About this task :: Among the entries that follow, some lines contain the word "form". Show all of them.

..............................

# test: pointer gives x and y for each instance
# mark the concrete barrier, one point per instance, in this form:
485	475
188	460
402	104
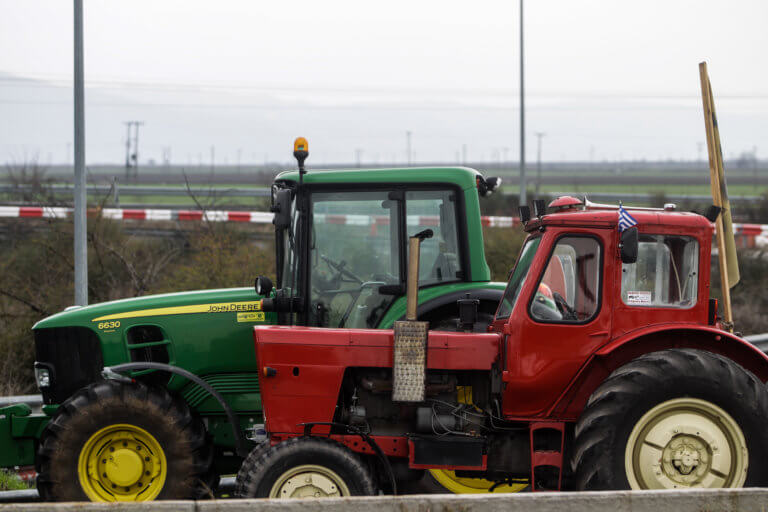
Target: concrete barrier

..............................

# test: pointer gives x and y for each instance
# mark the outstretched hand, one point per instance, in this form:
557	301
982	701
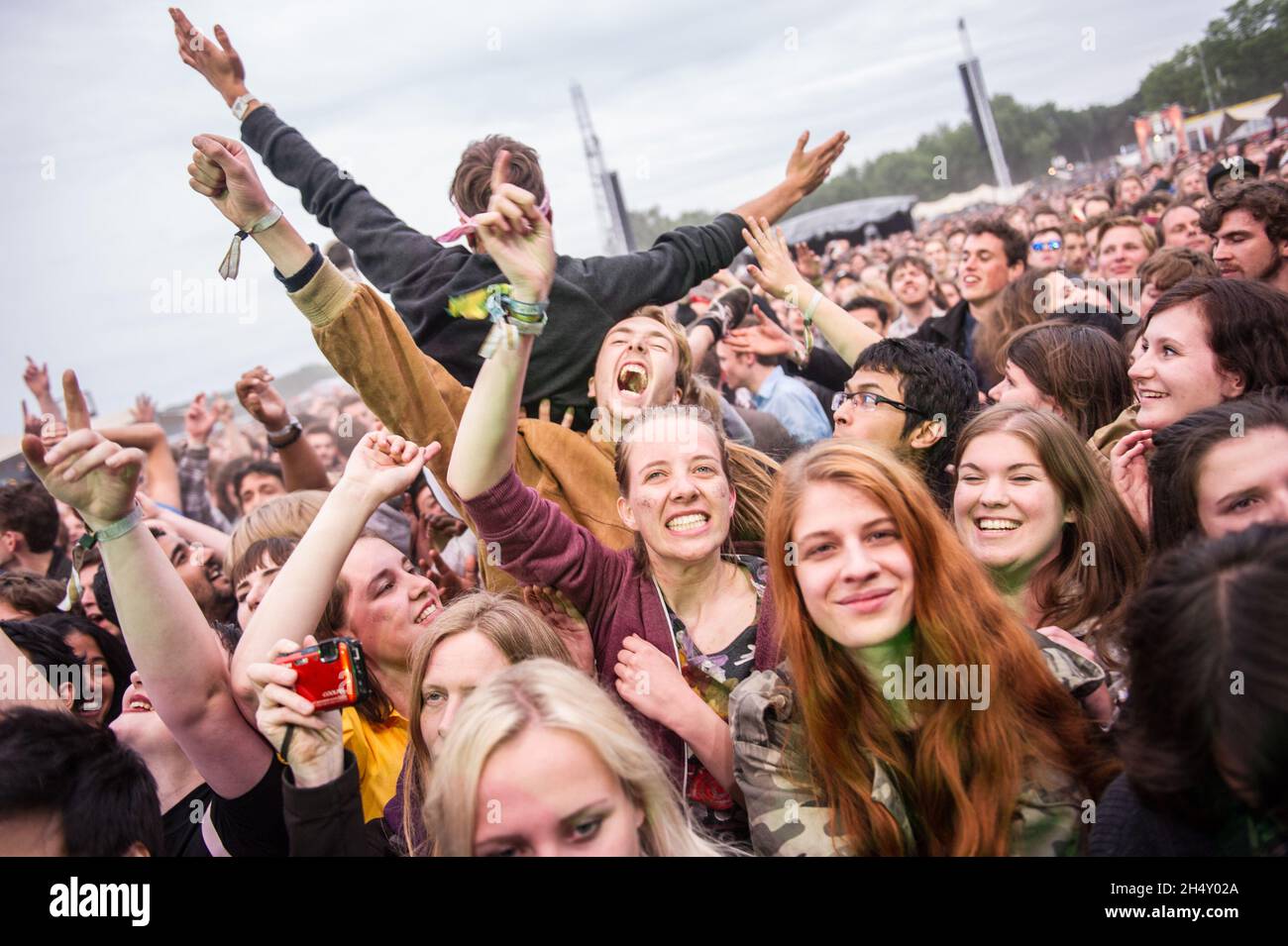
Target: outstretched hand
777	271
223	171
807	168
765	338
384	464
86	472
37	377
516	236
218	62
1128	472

..............................

Exercise output ::
# mark the concrete barrier, one point per instance, in this form:
# mark the outstretched hand, one point per instance, in this form:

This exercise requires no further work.